Each record, exactly as written, should be printed again.

* * * * * * * * *

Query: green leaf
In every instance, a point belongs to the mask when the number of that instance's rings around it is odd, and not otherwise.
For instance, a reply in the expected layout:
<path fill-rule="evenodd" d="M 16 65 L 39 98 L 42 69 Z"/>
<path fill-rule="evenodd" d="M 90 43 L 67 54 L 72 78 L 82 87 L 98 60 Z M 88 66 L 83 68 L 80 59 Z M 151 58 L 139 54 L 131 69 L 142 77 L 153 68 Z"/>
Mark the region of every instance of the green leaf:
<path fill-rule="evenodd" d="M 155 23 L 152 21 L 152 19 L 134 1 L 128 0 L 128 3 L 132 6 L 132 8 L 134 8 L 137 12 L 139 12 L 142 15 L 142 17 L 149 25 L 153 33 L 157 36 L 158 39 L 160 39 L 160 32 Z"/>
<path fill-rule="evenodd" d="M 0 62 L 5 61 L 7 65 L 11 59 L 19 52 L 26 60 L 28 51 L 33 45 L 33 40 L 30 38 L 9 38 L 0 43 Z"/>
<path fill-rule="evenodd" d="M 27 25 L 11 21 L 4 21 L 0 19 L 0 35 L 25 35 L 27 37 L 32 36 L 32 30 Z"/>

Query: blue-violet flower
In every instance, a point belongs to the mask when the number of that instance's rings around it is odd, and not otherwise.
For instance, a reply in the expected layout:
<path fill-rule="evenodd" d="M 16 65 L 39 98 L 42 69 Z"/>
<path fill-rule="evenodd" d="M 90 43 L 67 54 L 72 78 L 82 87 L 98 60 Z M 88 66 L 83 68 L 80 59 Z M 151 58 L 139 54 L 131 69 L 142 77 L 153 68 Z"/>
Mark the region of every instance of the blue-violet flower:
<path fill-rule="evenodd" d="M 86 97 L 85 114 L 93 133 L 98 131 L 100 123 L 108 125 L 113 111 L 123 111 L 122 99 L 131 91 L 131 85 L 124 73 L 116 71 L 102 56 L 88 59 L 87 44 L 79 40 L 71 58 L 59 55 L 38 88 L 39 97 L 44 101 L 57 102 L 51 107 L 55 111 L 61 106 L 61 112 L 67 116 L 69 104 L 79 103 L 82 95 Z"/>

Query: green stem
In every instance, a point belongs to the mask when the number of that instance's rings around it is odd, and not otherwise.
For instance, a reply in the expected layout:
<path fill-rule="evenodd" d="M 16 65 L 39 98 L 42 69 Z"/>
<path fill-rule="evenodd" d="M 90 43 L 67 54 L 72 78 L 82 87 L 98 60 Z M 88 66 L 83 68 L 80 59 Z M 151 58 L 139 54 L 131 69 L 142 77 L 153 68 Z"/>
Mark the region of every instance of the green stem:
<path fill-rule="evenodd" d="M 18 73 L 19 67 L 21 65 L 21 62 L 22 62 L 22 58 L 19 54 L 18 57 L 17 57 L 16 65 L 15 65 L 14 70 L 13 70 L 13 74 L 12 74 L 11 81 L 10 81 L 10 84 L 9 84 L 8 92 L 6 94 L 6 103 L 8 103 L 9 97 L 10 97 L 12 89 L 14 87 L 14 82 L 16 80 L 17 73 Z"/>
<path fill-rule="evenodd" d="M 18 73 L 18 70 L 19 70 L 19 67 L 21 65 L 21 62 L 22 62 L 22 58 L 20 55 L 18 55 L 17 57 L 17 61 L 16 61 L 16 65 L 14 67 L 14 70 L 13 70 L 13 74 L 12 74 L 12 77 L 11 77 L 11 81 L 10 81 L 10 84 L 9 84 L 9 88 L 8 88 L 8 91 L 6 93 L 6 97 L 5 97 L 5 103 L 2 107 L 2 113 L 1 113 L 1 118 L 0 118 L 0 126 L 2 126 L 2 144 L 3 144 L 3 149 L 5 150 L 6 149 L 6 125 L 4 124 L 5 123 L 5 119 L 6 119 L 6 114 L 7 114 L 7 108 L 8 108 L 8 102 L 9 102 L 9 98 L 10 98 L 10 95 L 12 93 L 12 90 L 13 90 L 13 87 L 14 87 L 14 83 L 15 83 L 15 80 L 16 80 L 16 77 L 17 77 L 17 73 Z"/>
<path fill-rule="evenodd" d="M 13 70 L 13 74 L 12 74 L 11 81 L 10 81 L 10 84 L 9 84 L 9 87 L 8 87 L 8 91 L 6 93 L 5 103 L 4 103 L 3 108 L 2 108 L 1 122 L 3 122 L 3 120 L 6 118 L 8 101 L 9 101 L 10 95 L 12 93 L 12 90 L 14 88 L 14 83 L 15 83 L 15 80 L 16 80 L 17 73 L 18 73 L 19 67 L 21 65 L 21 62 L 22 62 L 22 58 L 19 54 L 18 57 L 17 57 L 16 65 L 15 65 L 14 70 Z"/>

* * * * * * * * *

*EXPECTED ANSWER:*
Query: green leaf
In every instance, a point belongs to the mask when the number of that instance's rings around it is odd, and not otherwise.
For instance, a reply in the expected layout:
<path fill-rule="evenodd" d="M 16 65 L 39 98 L 42 69 Z"/>
<path fill-rule="evenodd" d="M 90 43 L 67 54 L 72 78 L 82 87 L 98 60 Z M 88 66 L 83 68 L 80 59 Z M 151 58 L 139 54 L 131 69 L 142 77 L 153 68 Z"/>
Mark the region of every instance of the green leaf:
<path fill-rule="evenodd" d="M 155 23 L 152 21 L 152 19 L 134 1 L 128 0 L 128 3 L 132 6 L 132 8 L 134 8 L 137 12 L 139 12 L 142 15 L 142 17 L 149 25 L 153 33 L 157 36 L 158 39 L 160 39 L 160 32 Z"/>
<path fill-rule="evenodd" d="M 0 62 L 5 61 L 7 65 L 11 59 L 19 52 L 26 60 L 28 51 L 33 45 L 33 40 L 30 38 L 9 38 L 0 43 Z"/>
<path fill-rule="evenodd" d="M 27 25 L 11 21 L 4 21 L 0 19 L 0 35 L 25 35 L 27 37 L 32 36 L 32 30 Z"/>

Query: blue-violet flower
In every instance, a point belongs to the mask when the number of that instance's rings around it is odd, and not otherwise.
For instance, a reply in the expected layout:
<path fill-rule="evenodd" d="M 16 65 L 39 98 L 42 69 Z"/>
<path fill-rule="evenodd" d="M 90 43 L 67 54 L 72 78 L 82 87 L 98 60 Z M 88 66 L 83 68 L 80 59 Z M 151 58 L 139 54 L 131 69 L 142 77 L 153 68 Z"/>
Mark the region of every instance of the blue-violet flower:
<path fill-rule="evenodd" d="M 86 97 L 85 114 L 93 133 L 98 131 L 100 123 L 108 125 L 113 111 L 123 111 L 122 99 L 131 91 L 131 85 L 124 73 L 116 71 L 102 56 L 88 59 L 87 44 L 79 40 L 71 58 L 59 55 L 38 88 L 39 97 L 44 101 L 57 102 L 51 107 L 55 111 L 61 106 L 61 112 L 67 116 L 69 104 L 79 103 L 82 95 Z"/>

Query: green stem
In every instance, a point belongs to the mask when the number of that instance's rings around it is odd, and not otherwise.
For instance, a reply in the expected layout:
<path fill-rule="evenodd" d="M 16 65 L 39 98 L 42 69 Z"/>
<path fill-rule="evenodd" d="M 90 43 L 67 54 L 72 78 L 82 87 L 98 60 Z M 88 66 L 83 68 L 80 59 Z M 151 58 L 139 54 L 131 69 L 142 77 L 153 68 Z"/>
Mark the region of every instance of the green stem:
<path fill-rule="evenodd" d="M 18 73 L 19 67 L 21 65 L 21 62 L 22 62 L 22 58 L 19 54 L 18 57 L 17 57 L 16 65 L 15 65 L 14 70 L 13 70 L 13 74 L 12 74 L 11 81 L 10 81 L 10 84 L 9 84 L 8 92 L 6 94 L 6 103 L 8 103 L 9 97 L 10 97 L 12 89 L 14 87 L 14 82 L 16 80 L 17 73 Z"/>
<path fill-rule="evenodd" d="M 18 73 L 18 70 L 19 70 L 19 67 L 21 65 L 21 62 L 22 62 L 22 58 L 20 55 L 18 55 L 17 57 L 17 61 L 16 61 L 16 65 L 14 67 L 14 70 L 13 70 L 13 74 L 12 74 L 12 77 L 11 77 L 11 81 L 10 81 L 10 84 L 9 84 L 9 88 L 8 88 L 8 91 L 6 93 L 6 97 L 5 97 L 5 103 L 2 107 L 2 113 L 1 113 L 1 118 L 0 118 L 0 126 L 2 126 L 2 144 L 3 144 L 3 149 L 5 150 L 6 149 L 6 125 L 4 124 L 5 123 L 5 119 L 6 119 L 6 114 L 7 114 L 7 108 L 8 108 L 8 102 L 9 102 L 9 98 L 10 98 L 10 95 L 12 93 L 12 90 L 13 90 L 13 87 L 14 87 L 14 83 L 15 83 L 15 80 L 16 80 L 16 77 L 17 77 L 17 73 Z"/>
<path fill-rule="evenodd" d="M 13 70 L 13 74 L 12 74 L 11 81 L 10 81 L 10 84 L 9 84 L 9 87 L 8 87 L 8 91 L 6 93 L 5 103 L 4 103 L 3 108 L 2 108 L 1 122 L 3 122 L 3 120 L 6 118 L 8 101 L 9 101 L 10 95 L 12 93 L 12 90 L 14 88 L 14 83 L 15 83 L 15 80 L 16 80 L 17 73 L 18 73 L 19 67 L 21 65 L 21 62 L 22 62 L 22 58 L 19 54 L 18 57 L 17 57 L 16 65 L 15 65 L 14 70 Z"/>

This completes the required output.